Queridos irmãos, bom dia!

Obrigado pela vossa visita, sinto-me feliz. Comemorais este ano o cinquentenário do Colégio de Jesus, aberto por iniciativa do Padre Arrupe em 1968. No cinquentenário, no ano jubilar, a Escritura diz que «voltareis cada um para a sua terra e para a sua família» (Lv 25, 10). Mas ninguém deve fazer as malas! Contudo, todos sois chamados a voltar para o “lugar” que vos é próprio, a «desejar o que é essencial e originário» (São Pedro Fabro, Memorial, 63), a revisitar a família na qual Deus vos regenerou, onde professastes a pertença a Ele. Deus fundou-vos como Jesuítas: este jubileu é um momento de graça para fazer memória e para vos sentirdes próximos da Igreja, numa Companhia e pertença que têm um nome: Jesus. Fazer memória significa fundar-se novamente em Jesus, na sua vida. Significa reiterar um “não” claro à tentação de viver por si só; reafirmar que, como Jesus, existimos para o Pai (cf. Jo 6, 57); que, como Jesus, devemos viver para servir, não para ser servidos (cf. Mc 10, 45). Fazer memória é repetir com a inteligência e a vontade que para a vida do jesuíta é suficiente a Páscoa do Senhor. Nada mais serve. Será bom retomar a segunda semana dos Exercícios para se refundar sobre a vida de Jesus, a caminho rumo à Páscoa. Porque formar-se é antes de tudo fundar-se. Sobre isto, permito-me aconselhar-vos que retomeis o Colóquio do serviço para ser como Jesus, para imitar Jesus, que se esvaziou de si mesmo, se aniquilou ou obedeceu até à morte; o Colóquio que te leva até ao momento no qual pedes com insistência calúnias, perseguições, humilhações. Este é o critério, irmãos! Se alguém não conseguir isto, fale com o padre espiritual. Imitar Jesus. Como Ele, naquele caminho que Paulo nos narra em Filipenses 2, 7, e não ter medo de o pedir, porque é uma bem-aventurança: “Bem-aventurados sois vós, quando vos injuriarem e perseguirem...”. Esta é a vossa estrada: se não conseguirdes realizar aquele Colóquio com o coração e dar toda a vida, convictos, e pedir isto, não estareis bem radicados.

■ **TAREFAS**:
**1.** Responda às perguntas sobre o discurso aos jesuítas:
(a) Em que ano e por iniciativa de quem foi aberto o Colégio de Jesus?
(b) Que semana dos Exercícios o discurso recomenda retomar?
(c) Com quem deve falar quem não conseguir realizar o Colóquio do serviço?
**2.** Retome o discurso aos jesuítas e continue-o a partir da sua última frase.

■ **DADOS FORNECIDOS**:
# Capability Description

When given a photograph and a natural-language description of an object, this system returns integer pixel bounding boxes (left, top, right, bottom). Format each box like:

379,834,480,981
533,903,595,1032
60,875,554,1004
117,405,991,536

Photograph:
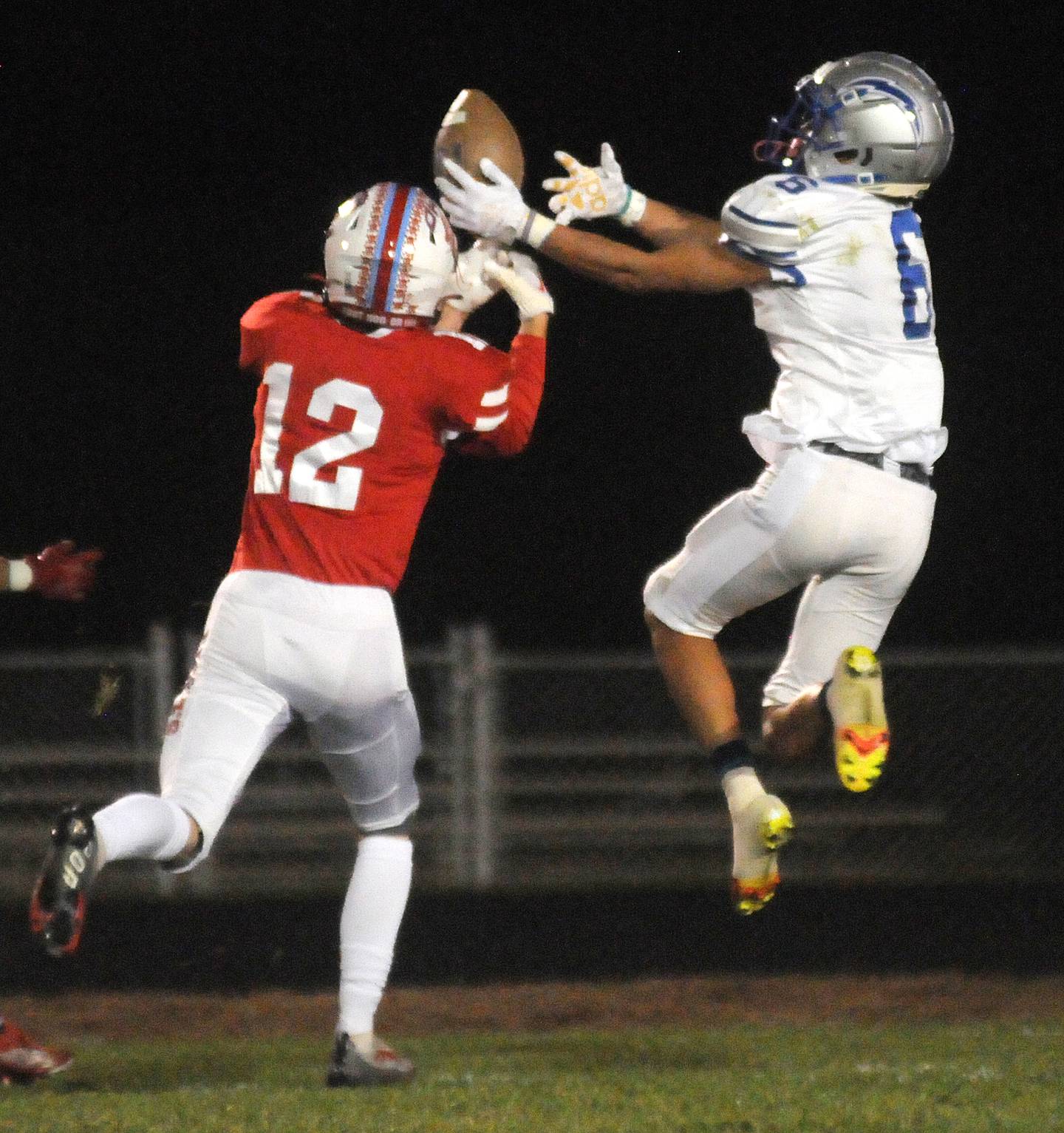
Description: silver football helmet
325,181,460,327
754,51,953,198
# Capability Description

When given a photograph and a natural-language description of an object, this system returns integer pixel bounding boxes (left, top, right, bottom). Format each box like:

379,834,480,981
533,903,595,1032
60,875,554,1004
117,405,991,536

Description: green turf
0,1023,1064,1133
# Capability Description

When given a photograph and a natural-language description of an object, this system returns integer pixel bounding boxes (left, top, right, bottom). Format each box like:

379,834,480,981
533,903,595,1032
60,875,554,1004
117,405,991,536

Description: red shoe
0,1023,74,1086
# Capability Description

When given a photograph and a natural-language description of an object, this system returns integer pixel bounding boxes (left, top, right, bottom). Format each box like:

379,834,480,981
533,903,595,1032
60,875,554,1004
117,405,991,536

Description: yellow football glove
543,142,647,225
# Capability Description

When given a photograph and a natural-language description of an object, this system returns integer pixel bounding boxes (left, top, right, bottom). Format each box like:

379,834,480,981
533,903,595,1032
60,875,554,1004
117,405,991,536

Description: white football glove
484,251,554,323
436,157,554,248
446,239,508,314
543,142,647,225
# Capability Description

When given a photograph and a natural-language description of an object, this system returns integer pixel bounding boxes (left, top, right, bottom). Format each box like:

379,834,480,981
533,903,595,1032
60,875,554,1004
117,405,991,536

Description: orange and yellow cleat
825,644,890,792
732,795,794,916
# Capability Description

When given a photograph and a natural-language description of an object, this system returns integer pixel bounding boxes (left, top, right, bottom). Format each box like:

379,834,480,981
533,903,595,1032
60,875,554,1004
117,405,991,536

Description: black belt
809,440,932,489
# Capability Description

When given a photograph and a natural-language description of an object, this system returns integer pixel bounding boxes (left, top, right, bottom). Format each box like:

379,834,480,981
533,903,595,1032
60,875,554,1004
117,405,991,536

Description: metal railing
0,625,1064,897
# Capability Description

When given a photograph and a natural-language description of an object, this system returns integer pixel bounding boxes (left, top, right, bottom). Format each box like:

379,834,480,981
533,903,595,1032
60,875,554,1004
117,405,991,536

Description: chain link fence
0,627,1064,899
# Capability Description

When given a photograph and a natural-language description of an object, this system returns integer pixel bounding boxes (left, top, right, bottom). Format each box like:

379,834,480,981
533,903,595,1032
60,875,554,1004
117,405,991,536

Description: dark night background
0,4,1064,648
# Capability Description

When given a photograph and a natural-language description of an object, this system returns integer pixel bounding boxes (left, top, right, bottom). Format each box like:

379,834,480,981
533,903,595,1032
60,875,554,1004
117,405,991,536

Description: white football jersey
720,174,947,469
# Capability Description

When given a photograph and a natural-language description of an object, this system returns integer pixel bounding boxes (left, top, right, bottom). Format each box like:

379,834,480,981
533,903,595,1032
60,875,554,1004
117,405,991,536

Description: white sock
720,767,771,878
336,834,414,1054
93,795,193,865
720,767,766,817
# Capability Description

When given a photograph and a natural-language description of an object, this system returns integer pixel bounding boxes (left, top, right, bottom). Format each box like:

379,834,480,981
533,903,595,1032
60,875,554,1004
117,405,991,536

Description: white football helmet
754,51,953,198
325,181,458,327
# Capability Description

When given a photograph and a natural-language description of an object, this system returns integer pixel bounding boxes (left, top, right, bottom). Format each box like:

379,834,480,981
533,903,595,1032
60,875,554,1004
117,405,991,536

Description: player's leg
763,459,934,791
30,580,290,956
324,691,420,1086
644,467,816,913
297,588,420,1086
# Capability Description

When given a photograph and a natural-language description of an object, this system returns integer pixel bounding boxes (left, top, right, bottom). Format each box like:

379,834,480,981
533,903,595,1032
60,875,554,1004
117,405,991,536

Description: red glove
25,540,103,602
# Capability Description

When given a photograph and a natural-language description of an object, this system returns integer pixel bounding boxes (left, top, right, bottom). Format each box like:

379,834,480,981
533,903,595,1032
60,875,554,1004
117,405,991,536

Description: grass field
0,973,1064,1133
0,1023,1064,1133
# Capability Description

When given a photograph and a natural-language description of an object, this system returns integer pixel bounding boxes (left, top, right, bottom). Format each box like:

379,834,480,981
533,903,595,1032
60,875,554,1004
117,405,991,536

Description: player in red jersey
30,183,553,1086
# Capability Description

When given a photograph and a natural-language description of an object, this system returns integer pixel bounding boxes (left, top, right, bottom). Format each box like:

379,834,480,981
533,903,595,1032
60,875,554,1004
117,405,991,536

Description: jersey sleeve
240,291,299,370
720,176,817,287
434,331,546,455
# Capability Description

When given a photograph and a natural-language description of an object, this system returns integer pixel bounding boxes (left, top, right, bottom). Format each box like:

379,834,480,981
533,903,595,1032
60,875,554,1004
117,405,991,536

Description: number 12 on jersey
254,361,384,511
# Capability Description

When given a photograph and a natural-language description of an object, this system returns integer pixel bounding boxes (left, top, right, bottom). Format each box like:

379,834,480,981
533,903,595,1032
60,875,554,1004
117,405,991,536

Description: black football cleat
30,806,100,956
325,1033,414,1086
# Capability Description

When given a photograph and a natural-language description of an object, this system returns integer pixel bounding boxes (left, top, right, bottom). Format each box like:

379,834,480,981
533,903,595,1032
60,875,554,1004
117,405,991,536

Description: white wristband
8,559,33,591
616,185,647,228
520,208,558,248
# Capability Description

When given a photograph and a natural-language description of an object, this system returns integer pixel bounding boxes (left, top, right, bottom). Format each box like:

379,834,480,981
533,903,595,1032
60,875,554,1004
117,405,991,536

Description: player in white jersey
436,52,953,913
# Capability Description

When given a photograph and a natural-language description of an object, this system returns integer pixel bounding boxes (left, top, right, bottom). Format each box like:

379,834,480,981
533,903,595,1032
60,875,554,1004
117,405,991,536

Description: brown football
432,91,525,188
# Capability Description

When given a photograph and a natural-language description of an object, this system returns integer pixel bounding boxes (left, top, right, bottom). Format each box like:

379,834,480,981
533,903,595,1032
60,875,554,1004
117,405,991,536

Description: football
432,89,525,188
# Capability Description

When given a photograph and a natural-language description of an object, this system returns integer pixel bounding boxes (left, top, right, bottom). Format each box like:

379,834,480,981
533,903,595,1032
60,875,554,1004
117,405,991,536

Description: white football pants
644,449,935,706
160,571,420,869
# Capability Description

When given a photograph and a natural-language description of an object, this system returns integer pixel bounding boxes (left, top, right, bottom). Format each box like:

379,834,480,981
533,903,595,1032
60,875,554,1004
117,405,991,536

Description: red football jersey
231,291,546,591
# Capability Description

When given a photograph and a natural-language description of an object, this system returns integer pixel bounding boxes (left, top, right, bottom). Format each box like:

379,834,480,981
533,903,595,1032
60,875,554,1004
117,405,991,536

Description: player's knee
366,814,414,840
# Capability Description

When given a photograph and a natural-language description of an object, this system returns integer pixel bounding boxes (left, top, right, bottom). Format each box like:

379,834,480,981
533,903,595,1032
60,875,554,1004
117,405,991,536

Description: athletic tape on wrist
8,559,33,591
616,185,647,228
521,208,558,248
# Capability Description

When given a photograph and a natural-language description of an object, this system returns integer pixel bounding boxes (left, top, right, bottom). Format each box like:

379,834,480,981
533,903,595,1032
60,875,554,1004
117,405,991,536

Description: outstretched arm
539,218,771,295
543,142,720,248
436,160,771,293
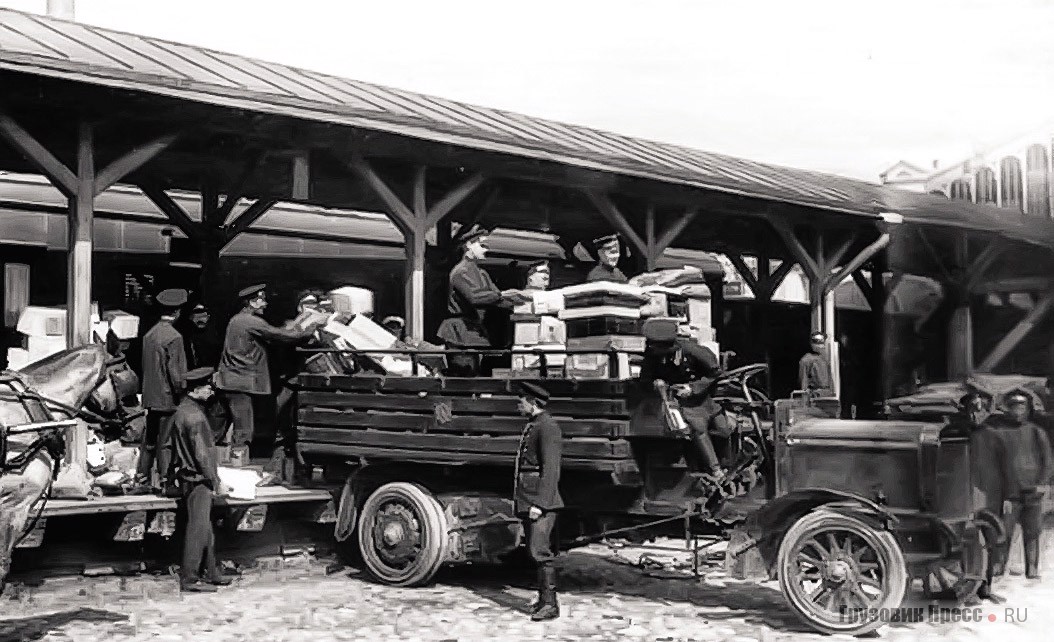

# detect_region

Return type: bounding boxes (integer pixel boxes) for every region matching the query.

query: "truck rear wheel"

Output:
[779,509,907,636]
[358,482,447,586]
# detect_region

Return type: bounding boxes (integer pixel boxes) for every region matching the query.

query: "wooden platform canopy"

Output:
[0,9,1054,371]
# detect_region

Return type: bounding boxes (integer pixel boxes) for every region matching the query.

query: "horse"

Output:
[0,344,138,592]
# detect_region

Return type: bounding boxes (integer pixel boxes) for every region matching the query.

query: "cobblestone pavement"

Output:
[0,546,1054,642]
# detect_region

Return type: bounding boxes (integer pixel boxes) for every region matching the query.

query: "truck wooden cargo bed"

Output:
[297,374,637,471]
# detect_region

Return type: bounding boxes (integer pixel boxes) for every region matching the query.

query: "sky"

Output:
[0,0,1054,181]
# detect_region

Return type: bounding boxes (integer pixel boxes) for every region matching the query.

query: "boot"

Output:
[1024,538,1039,580]
[530,564,560,622]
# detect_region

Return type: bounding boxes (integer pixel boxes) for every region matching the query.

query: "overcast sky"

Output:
[0,0,1054,180]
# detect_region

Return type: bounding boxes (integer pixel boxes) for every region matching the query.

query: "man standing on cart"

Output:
[436,228,527,376]
[586,234,629,284]
[513,383,564,622]
[216,285,325,449]
[136,289,188,494]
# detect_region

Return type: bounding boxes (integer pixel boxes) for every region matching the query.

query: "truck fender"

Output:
[729,488,897,572]
[333,467,366,542]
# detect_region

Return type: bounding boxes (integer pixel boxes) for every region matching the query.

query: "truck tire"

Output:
[778,509,909,636]
[358,482,448,586]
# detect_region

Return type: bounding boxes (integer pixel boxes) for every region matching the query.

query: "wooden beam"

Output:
[725,254,761,299]
[977,291,1054,372]
[585,190,648,256]
[767,216,823,281]
[824,234,855,272]
[139,183,201,242]
[963,239,1007,292]
[972,276,1054,294]
[66,122,95,348]
[95,134,178,196]
[823,232,890,292]
[425,174,485,230]
[0,113,79,198]
[656,208,699,256]
[853,270,882,311]
[348,154,415,233]
[225,198,278,242]
[761,258,798,300]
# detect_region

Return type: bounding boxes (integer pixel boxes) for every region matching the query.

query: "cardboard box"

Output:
[557,306,641,319]
[567,334,646,352]
[329,286,373,314]
[512,316,567,346]
[512,345,567,376]
[566,352,631,380]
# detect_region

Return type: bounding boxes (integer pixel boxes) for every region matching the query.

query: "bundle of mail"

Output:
[511,267,719,378]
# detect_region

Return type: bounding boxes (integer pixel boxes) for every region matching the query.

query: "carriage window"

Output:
[3,264,30,328]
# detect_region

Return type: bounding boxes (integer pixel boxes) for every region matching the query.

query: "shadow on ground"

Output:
[437,551,815,634]
[0,608,128,642]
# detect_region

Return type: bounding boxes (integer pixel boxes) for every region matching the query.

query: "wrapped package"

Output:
[219,466,264,501]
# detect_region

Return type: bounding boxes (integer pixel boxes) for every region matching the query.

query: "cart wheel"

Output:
[922,530,989,600]
[779,510,909,636]
[358,482,447,586]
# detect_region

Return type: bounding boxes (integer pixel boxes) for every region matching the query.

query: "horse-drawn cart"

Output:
[298,343,999,635]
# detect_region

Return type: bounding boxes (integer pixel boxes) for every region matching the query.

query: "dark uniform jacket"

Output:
[970,424,1014,515]
[798,352,832,392]
[142,319,187,411]
[586,262,629,284]
[437,258,502,348]
[999,422,1052,497]
[172,397,219,490]
[641,336,721,427]
[216,310,311,394]
[513,411,564,513]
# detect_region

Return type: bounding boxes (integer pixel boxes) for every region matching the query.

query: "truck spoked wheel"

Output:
[779,510,907,636]
[358,482,447,586]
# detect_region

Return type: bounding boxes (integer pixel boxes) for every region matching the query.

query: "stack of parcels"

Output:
[293,299,443,376]
[559,281,651,378]
[512,309,567,377]
[7,304,139,370]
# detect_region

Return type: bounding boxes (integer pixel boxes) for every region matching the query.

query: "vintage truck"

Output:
[297,331,1001,635]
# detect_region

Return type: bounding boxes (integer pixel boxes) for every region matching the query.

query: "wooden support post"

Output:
[977,291,1054,372]
[66,122,95,348]
[347,154,484,341]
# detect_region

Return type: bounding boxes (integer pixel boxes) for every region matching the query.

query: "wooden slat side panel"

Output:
[298,392,629,417]
[298,427,632,459]
[298,442,639,474]
[297,373,632,398]
[298,408,629,437]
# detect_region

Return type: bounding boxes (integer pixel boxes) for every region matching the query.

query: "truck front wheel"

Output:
[358,482,447,586]
[778,509,909,636]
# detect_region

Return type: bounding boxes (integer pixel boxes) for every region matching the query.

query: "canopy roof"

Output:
[0,9,1054,273]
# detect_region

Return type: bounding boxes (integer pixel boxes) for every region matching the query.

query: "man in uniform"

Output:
[641,323,731,481]
[513,383,564,621]
[524,260,552,292]
[959,390,1011,601]
[586,229,629,284]
[216,285,325,455]
[999,388,1054,580]
[798,332,835,397]
[172,368,231,592]
[182,304,219,370]
[436,228,527,376]
[136,290,187,494]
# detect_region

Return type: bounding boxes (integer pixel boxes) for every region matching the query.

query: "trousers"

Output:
[223,392,256,446]
[136,409,176,486]
[0,451,55,586]
[179,483,216,582]
[524,510,557,564]
[999,490,1043,564]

■ **RESPOSTAS EM ORDEM**:
**1.**
(a) Em 1968, por iniciativa do Padre Arrupe.
(b) A segunda semana.
(c) Com o padre espiritual.

**2.**
Portanto, fundar-se é o primeiro verbo que gostaria de vos recomendar. São Francisco Xavier, que hoje festejamos, escreveu: «Peço-vos, em todas as vossas situações, fundai-vos totalmente em Deus» (Carta 90 de Kagoshima). Deste modo, acrescentava, não há adversidade para a qual não se possa estar preparado. Residis na casa onde Santo Inácio viveu, escreveu as Constituições e de onde enviou os primeiros companheiros em missão pelo mundo. Fundais-vos sobre as origens. É a graça destes anos romanos: a graça do fundamento, a graça das origens. E sois um viveiro que traz o mundo a Roma e leva Roma ao mundo, a Companhia ao coração da Igreja e a Igreja ao coração da Companhia.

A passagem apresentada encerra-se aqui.